遺伝子療法は、1990年に米国にて免疫不全症の治療に試みられてから世界的に研究が進んでおり、近年では、遺伝子療法技術の安全性の向上により、特定の遺伝性疾患に限られていた治療の領域もあらゆる難治性疾患に広がっています。
私たちの体を構成する全ての細胞は、通常、必要に応じて増殖したり、増殖を止めたりして、常に適正な数が守られています。ところが、がん細胞は、必要かどうかに関わらず、周囲の組織を壊してでも増殖し続けて行きます。この、がん細胞が無限に増殖する原因には、大きくふたつの要因があります。
ひとつは、がん細胞の増殖をコントロールしている<がん遺伝子>の働きが異常に強くなり、細胞が次々に増殖を繰り返していくこと。
ふたつめは、がん細胞の増殖を制御する<がん抑制遺伝子>に異常がおこり、増殖を止められなくなってしまうこと。
この二つは、車のアクセルとブレーキの関係に例えられます。細胞増殖を促進させるアクセル役の《がん遺伝子》、細胞増殖を抑制するブレーキ役の《がん抑制遺伝子》といった具合です。
正常細胞は遺伝子により秩序維持し再生と死をコントロールされており、アクセルとブレーキがバランス良く働いている状態です。
しかし、がん細胞では、がん遺伝子の活性化(アクセルの踏みっぱなし)と、がん抑制遺伝子の損傷(ブレーキが壊れてしまった状態)によって無秩序に増殖し続けるのです。
がん抑制遺伝子のはたらき
1細胞の増殖を停止する
2壊れた細胞の機能を修復する
3細胞を死滅させる
(アポトーシス)
がん抑制遺伝子が壊れてしまうと、上記の働きを行うことができません。壊れたまま放置された細胞は制御を失い無限に増殖を続け、やがて「がん発症」となります。
そこで、一度失われた、がん抑制機能の回復のために、「がん抑制遺伝子」を再びがん細胞へ導入することにより細胞本来の機能を回復して自らの力でがんと闘う治療が「遺伝子療法」です。

_提供情報:_
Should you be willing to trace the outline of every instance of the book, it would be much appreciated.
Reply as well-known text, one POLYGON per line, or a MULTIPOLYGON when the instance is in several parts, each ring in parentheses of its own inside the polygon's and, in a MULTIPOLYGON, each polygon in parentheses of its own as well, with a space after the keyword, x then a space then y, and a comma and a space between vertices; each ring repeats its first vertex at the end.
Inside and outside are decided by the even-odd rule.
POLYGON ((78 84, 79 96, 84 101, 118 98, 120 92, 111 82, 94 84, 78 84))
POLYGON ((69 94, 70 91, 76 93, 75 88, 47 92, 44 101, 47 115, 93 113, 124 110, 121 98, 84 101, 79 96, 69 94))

_設問一覧:_
1. 課題文の「正常細胞は遺伝子により秩序維」から始まり「う治療が「遺伝子療法」です。」で終わる部分を、「ブレーキ」を「制動装置」に置き換えて書き直してください。
2. 課題文に挙げられているがん抑制遺伝子のはたらきを、すべて書き出せ。

_設問別の解答:_
1.
正常細胞は遺伝子により秩序維持し再生と死をコントロールされており、アクセルと制動装置がバランス良く働いている状態です。
しかし、がん細胞では、がん遺伝子の活性化(アクセルの踏みっぱなし)と、がん抑制遺伝子の損傷(制動装置が壊れてしまった状態)によって無秩序に増殖し続けるのです。
がん抑制遺伝子のはたらき
1細胞の増殖を停止する
2壊れた細胞の機能を修復する
3細胞を死滅させる
(アポトーシス)
がん抑制遺伝子が壊れてしまうと、上記の働きを行うことができません。壊れたまま放置された細胞は制御を失い無限に増殖を続け、やがて「がん発症」となります。
そこで、一度失われた、がん抑制機能の回復のために、「がん抑制遺伝子」を再びがん細胞へ導入することにより細胞本来の機能を回復して自らの力でがんと闘う治療が「遺伝子療法」です。

2.
- 細胞の増殖を停止する
- 壊れた細胞の機能を修復する
- 細胞を死滅させる(アポトーシス)